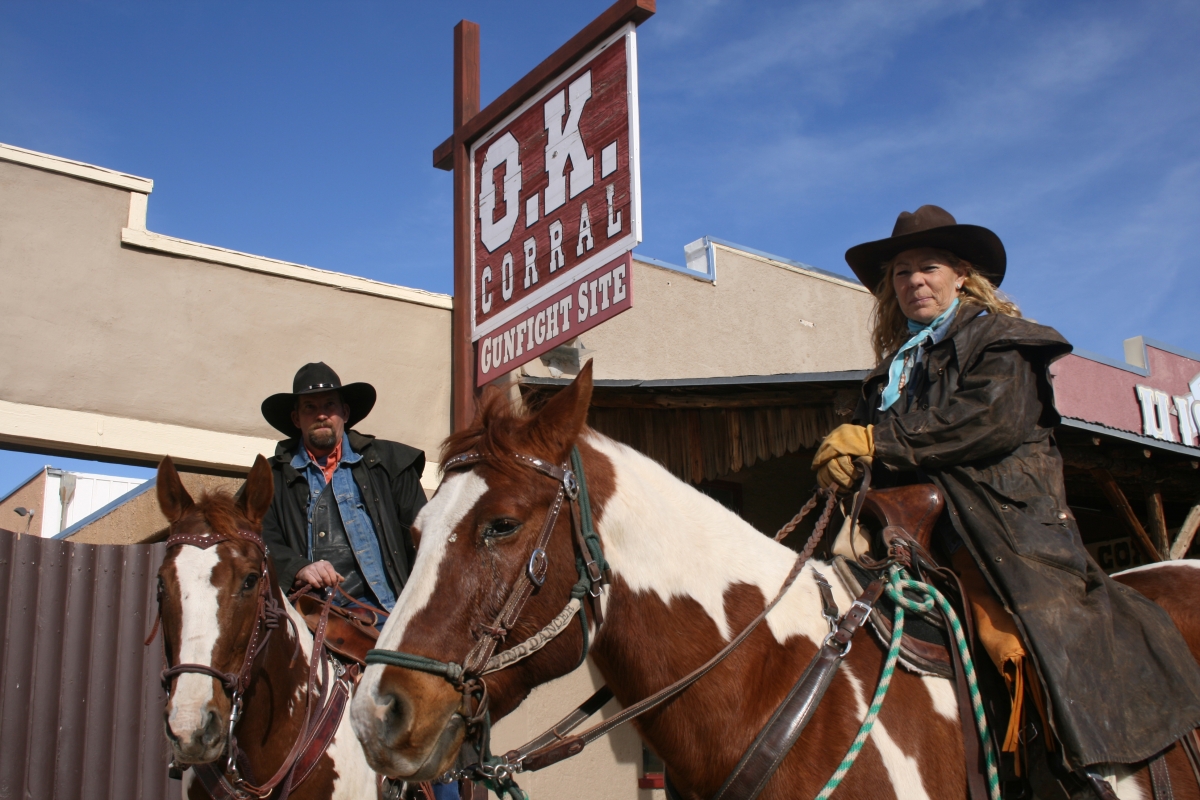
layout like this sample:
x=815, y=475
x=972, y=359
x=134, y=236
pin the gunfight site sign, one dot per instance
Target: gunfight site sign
x=556, y=198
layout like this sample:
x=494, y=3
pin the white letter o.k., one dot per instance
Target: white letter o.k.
x=507, y=151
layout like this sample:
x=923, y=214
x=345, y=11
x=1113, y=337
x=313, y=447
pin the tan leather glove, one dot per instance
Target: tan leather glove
x=834, y=462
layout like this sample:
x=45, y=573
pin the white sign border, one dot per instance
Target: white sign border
x=629, y=32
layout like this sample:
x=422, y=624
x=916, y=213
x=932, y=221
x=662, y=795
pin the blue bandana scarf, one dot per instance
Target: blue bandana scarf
x=901, y=365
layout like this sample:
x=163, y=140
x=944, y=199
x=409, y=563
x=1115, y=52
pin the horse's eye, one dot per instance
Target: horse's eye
x=501, y=528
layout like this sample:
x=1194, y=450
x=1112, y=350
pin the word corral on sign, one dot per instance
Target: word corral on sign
x=557, y=199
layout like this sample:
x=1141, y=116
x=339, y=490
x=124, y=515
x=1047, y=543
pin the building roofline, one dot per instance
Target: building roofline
x=1128, y=435
x=23, y=483
x=849, y=376
x=61, y=166
x=105, y=510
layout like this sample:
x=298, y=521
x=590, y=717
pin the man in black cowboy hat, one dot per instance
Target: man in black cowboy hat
x=343, y=500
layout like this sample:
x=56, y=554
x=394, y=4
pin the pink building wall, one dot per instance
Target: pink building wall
x=1096, y=390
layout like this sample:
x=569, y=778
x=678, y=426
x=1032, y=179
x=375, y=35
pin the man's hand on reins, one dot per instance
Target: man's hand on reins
x=834, y=461
x=318, y=575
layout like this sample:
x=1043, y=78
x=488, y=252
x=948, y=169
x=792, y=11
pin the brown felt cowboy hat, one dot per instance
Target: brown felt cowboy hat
x=930, y=227
x=311, y=379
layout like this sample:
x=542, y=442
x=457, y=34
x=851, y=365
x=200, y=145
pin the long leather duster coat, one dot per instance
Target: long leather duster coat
x=977, y=420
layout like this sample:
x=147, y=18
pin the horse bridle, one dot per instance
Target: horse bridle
x=593, y=572
x=557, y=743
x=268, y=614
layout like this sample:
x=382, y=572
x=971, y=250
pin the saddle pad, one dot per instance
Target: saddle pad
x=923, y=648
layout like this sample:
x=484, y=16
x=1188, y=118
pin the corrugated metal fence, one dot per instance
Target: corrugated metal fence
x=81, y=707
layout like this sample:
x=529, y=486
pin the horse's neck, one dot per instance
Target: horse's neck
x=672, y=548
x=275, y=701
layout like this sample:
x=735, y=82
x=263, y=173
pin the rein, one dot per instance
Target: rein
x=231, y=782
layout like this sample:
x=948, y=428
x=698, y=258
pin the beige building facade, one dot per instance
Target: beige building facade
x=130, y=344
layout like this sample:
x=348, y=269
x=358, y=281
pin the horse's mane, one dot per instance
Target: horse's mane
x=501, y=429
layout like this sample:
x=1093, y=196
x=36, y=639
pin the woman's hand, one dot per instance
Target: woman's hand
x=834, y=462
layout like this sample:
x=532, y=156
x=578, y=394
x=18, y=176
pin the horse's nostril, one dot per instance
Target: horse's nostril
x=396, y=716
x=211, y=729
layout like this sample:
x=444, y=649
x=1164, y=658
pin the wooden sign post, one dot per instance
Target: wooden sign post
x=546, y=199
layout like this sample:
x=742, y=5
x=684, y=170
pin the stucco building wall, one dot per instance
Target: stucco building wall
x=153, y=348
x=760, y=317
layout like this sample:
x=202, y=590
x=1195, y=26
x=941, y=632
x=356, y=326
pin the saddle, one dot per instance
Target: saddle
x=351, y=630
x=904, y=517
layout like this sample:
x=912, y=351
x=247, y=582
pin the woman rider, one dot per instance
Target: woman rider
x=961, y=398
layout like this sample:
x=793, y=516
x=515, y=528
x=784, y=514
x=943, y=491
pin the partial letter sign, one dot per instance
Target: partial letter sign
x=557, y=196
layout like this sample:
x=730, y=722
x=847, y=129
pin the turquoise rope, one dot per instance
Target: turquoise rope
x=899, y=581
x=589, y=533
x=889, y=666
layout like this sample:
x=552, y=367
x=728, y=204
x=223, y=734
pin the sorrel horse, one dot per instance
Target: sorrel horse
x=687, y=575
x=213, y=601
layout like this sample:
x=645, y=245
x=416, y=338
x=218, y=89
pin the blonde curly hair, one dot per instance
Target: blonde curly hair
x=889, y=326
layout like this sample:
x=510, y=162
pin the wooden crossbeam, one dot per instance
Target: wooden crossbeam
x=1156, y=518
x=1119, y=501
x=1187, y=533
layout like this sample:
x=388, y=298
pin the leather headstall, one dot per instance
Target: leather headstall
x=317, y=731
x=538, y=564
x=268, y=613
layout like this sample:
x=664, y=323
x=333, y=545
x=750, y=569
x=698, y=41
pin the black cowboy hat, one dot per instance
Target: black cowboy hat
x=930, y=227
x=311, y=379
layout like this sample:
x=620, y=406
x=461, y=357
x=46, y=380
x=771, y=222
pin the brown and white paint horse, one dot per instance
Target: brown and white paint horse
x=209, y=602
x=687, y=576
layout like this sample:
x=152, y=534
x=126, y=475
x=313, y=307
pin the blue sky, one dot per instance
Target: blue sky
x=304, y=131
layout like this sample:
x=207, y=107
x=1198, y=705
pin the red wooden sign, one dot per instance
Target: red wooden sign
x=557, y=209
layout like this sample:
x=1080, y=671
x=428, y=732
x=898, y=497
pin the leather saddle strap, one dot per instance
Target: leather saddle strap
x=784, y=728
x=322, y=732
x=1193, y=751
x=1161, y=777
x=564, y=726
x=215, y=783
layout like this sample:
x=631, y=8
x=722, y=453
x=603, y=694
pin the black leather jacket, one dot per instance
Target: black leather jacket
x=978, y=422
x=388, y=475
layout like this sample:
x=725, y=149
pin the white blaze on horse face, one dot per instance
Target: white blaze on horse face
x=354, y=777
x=661, y=535
x=437, y=521
x=198, y=631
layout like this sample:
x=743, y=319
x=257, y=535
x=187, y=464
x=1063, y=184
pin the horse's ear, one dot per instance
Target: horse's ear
x=259, y=491
x=173, y=498
x=562, y=419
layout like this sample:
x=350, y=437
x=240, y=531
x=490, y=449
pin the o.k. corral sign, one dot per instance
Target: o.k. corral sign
x=556, y=210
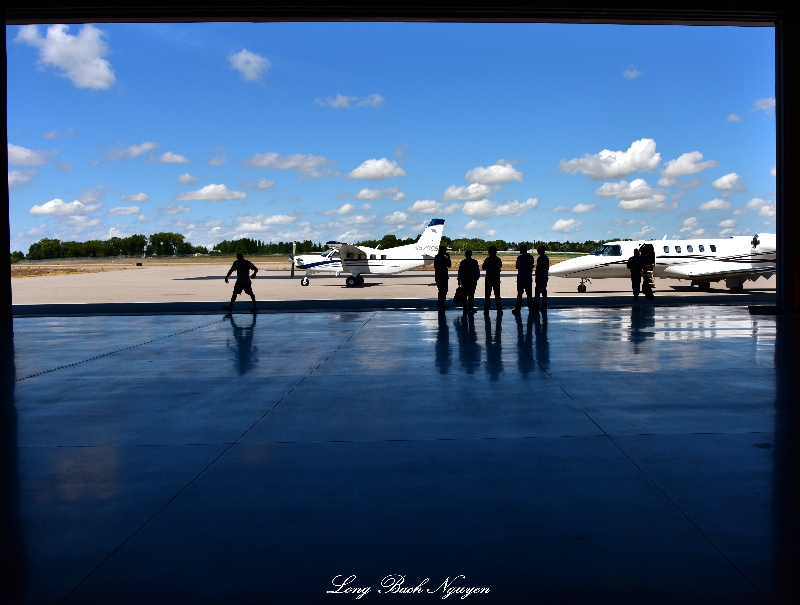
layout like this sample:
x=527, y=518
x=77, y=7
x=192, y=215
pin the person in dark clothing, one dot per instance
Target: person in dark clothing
x=441, y=266
x=469, y=272
x=242, y=268
x=492, y=265
x=542, y=274
x=524, y=277
x=635, y=265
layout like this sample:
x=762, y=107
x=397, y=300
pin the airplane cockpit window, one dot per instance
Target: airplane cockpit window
x=607, y=251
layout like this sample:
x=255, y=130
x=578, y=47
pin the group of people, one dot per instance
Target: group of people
x=469, y=272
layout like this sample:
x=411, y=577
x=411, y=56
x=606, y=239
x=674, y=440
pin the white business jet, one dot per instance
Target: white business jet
x=361, y=260
x=702, y=261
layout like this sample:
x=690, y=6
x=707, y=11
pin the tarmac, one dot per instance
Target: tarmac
x=641, y=454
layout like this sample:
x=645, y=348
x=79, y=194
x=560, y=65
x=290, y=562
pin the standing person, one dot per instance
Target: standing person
x=492, y=265
x=635, y=265
x=242, y=268
x=542, y=274
x=524, y=277
x=468, y=275
x=441, y=265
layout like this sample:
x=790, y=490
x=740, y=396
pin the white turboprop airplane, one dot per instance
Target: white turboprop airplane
x=735, y=259
x=361, y=260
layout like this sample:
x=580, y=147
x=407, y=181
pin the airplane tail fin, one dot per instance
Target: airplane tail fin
x=432, y=236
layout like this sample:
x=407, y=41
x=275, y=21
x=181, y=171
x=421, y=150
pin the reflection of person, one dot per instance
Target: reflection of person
x=468, y=275
x=242, y=268
x=542, y=274
x=635, y=265
x=524, y=277
x=441, y=265
x=492, y=265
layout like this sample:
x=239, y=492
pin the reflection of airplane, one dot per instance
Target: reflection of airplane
x=735, y=259
x=361, y=260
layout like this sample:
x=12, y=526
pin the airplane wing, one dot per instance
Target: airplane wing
x=711, y=270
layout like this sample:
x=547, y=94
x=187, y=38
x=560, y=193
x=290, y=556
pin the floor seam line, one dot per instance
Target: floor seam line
x=652, y=482
x=210, y=464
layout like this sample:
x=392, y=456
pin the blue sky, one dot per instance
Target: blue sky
x=350, y=131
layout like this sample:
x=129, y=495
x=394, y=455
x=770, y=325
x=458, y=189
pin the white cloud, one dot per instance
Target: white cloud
x=173, y=158
x=17, y=178
x=607, y=164
x=475, y=191
x=431, y=207
x=346, y=102
x=173, y=209
x=22, y=156
x=58, y=207
x=636, y=195
x=569, y=225
x=766, y=105
x=80, y=58
x=124, y=210
x=250, y=65
x=309, y=166
x=729, y=182
x=497, y=174
x=515, y=207
x=475, y=224
x=344, y=209
x=716, y=204
x=396, y=218
x=376, y=194
x=688, y=163
x=376, y=170
x=632, y=73
x=132, y=151
x=219, y=159
x=210, y=193
x=136, y=197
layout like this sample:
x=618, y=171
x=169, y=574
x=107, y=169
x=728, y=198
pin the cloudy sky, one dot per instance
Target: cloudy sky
x=350, y=131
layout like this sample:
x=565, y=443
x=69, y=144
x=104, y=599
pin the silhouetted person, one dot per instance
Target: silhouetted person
x=468, y=275
x=492, y=265
x=242, y=268
x=635, y=265
x=441, y=265
x=542, y=275
x=524, y=277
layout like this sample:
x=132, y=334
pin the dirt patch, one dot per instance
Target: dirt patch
x=17, y=271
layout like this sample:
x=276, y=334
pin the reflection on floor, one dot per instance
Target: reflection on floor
x=596, y=455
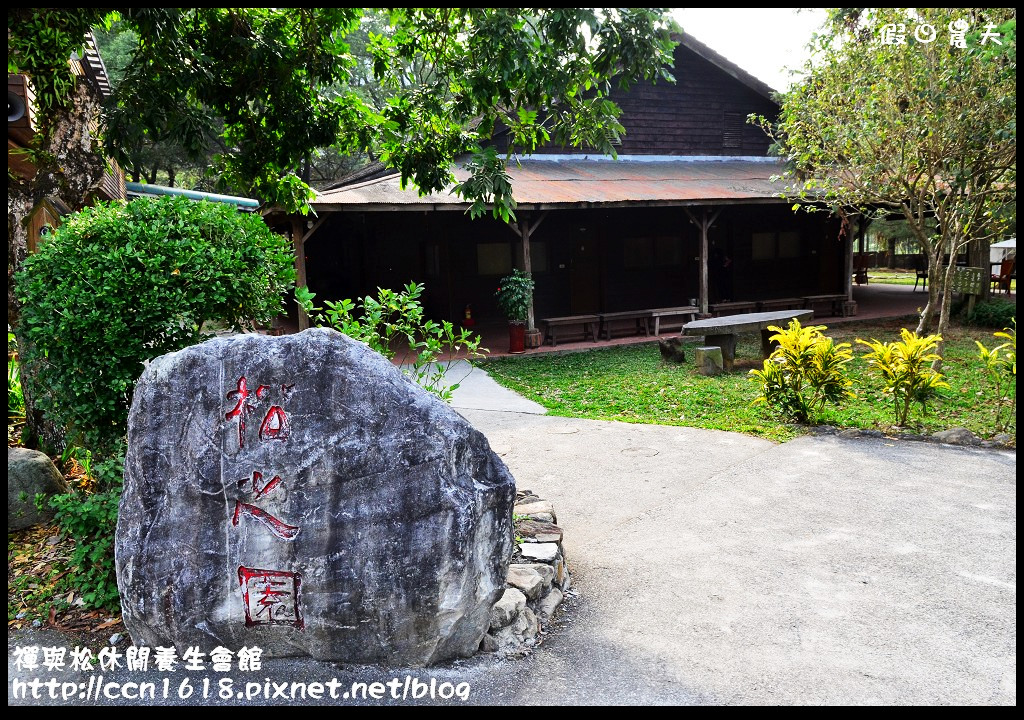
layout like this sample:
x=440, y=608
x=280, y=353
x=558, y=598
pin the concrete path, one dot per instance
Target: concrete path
x=715, y=567
x=477, y=390
x=719, y=568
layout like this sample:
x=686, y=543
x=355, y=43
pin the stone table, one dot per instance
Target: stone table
x=722, y=331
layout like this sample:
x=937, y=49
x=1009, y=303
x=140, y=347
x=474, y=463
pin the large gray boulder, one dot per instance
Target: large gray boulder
x=300, y=495
x=29, y=473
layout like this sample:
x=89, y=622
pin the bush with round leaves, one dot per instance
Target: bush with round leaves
x=120, y=284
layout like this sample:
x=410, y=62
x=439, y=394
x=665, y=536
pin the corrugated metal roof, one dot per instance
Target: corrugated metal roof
x=564, y=181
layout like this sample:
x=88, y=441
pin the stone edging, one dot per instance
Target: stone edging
x=538, y=580
x=955, y=435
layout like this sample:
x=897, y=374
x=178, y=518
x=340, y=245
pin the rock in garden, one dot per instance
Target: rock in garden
x=537, y=509
x=545, y=552
x=547, y=606
x=300, y=495
x=29, y=473
x=507, y=608
x=539, y=532
x=526, y=580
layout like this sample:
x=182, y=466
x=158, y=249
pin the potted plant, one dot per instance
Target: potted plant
x=514, y=295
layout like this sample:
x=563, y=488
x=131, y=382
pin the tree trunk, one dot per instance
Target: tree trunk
x=935, y=274
x=978, y=257
x=69, y=166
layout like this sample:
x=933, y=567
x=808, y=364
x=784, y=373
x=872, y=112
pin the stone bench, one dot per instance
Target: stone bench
x=587, y=325
x=636, y=320
x=722, y=331
x=836, y=303
x=780, y=303
x=731, y=308
x=681, y=316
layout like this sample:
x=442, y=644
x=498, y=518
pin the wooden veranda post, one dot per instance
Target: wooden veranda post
x=704, y=223
x=298, y=246
x=299, y=237
x=524, y=228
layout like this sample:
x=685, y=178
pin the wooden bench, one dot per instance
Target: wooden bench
x=836, y=303
x=780, y=303
x=722, y=331
x=731, y=308
x=637, y=319
x=588, y=325
x=682, y=314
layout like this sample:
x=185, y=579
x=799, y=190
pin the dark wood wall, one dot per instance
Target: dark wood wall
x=584, y=260
x=702, y=113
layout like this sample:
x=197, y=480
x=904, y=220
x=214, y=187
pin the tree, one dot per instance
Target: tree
x=260, y=80
x=895, y=119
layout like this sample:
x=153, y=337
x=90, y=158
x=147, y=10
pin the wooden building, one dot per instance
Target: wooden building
x=22, y=125
x=688, y=211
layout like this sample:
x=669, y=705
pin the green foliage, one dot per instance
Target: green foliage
x=904, y=369
x=923, y=130
x=275, y=85
x=514, y=294
x=805, y=372
x=994, y=312
x=395, y=322
x=1000, y=365
x=15, y=397
x=91, y=520
x=39, y=45
x=118, y=285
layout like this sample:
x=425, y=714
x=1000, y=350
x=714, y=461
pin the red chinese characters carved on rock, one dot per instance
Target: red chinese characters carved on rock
x=270, y=597
x=274, y=425
x=279, y=528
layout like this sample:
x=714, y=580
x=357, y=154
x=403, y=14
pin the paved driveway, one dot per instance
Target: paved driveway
x=721, y=568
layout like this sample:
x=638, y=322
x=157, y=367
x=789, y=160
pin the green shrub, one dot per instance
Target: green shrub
x=393, y=322
x=514, y=295
x=805, y=372
x=15, y=396
x=118, y=285
x=905, y=372
x=995, y=312
x=91, y=520
x=1000, y=365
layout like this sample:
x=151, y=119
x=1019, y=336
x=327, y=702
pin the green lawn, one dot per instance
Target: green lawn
x=884, y=276
x=630, y=383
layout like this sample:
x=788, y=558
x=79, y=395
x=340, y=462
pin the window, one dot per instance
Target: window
x=538, y=256
x=638, y=252
x=494, y=259
x=732, y=131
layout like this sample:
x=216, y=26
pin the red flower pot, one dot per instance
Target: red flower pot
x=517, y=337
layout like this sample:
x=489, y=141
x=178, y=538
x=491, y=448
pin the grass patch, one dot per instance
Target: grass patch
x=885, y=276
x=630, y=383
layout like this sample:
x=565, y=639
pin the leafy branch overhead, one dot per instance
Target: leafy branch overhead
x=279, y=84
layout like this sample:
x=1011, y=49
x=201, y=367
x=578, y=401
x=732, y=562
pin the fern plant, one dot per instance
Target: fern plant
x=905, y=371
x=1000, y=366
x=805, y=372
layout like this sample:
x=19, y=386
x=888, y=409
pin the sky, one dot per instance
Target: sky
x=762, y=41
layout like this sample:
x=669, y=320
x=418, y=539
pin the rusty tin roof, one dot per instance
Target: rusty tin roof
x=553, y=181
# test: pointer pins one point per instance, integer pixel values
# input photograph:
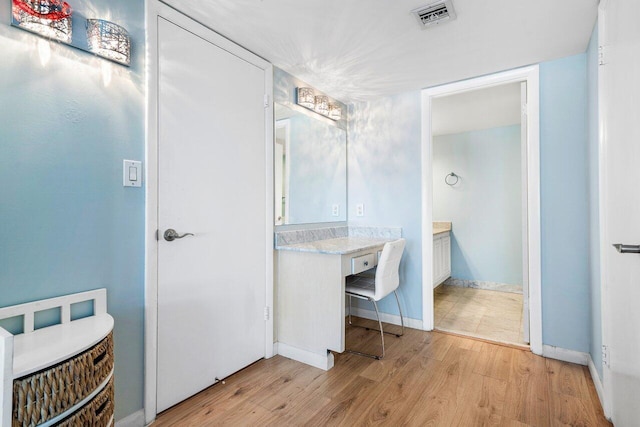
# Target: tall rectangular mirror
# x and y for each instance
(310, 168)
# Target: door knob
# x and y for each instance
(170, 235)
(627, 249)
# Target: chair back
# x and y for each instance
(387, 277)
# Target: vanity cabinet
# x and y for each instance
(60, 375)
(441, 258)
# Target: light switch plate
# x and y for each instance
(131, 173)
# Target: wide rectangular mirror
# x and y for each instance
(310, 168)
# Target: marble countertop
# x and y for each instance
(441, 227)
(337, 246)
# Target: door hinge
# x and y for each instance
(601, 55)
(605, 356)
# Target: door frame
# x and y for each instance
(603, 211)
(153, 10)
(529, 74)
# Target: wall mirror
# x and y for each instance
(310, 168)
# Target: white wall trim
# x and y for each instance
(392, 319)
(531, 76)
(133, 420)
(324, 362)
(598, 385)
(153, 10)
(565, 355)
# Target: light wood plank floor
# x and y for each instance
(491, 315)
(426, 378)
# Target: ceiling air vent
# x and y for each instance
(435, 13)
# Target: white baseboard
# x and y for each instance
(324, 362)
(571, 356)
(134, 420)
(387, 318)
(597, 382)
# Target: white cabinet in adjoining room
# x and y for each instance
(441, 257)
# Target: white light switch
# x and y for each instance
(131, 173)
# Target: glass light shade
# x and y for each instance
(335, 112)
(306, 97)
(49, 18)
(109, 40)
(322, 105)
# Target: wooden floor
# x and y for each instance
(426, 378)
(492, 315)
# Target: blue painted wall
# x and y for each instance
(384, 174)
(594, 201)
(564, 203)
(67, 223)
(485, 206)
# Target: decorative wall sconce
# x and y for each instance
(322, 105)
(306, 97)
(318, 103)
(109, 40)
(335, 112)
(48, 18)
(52, 19)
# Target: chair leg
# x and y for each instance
(400, 311)
(380, 324)
(373, 356)
(350, 310)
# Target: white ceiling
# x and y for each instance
(479, 109)
(358, 49)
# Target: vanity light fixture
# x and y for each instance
(322, 105)
(48, 18)
(318, 103)
(335, 112)
(306, 97)
(109, 40)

━━━━━━━━━━━━━━━━━━━━

Work instructions: Will you return exactly the lines above from the one with "x=606, y=239" down to the one with "pin the standing person, one dot per instance", counting both as part of the range?

Task answer:
x=606, y=239
x=674, y=440
pin the white business jet, one dot per instance
Target: white business jet
x=361, y=260
x=702, y=261
layout like this sample:
x=690, y=6
x=707, y=11
pin the tarmac, one dot per instance
Target: tarmac
x=641, y=454
layout like this sample:
x=645, y=348
x=79, y=194
x=560, y=65
x=290, y=562
pin the standing person, one dot per instance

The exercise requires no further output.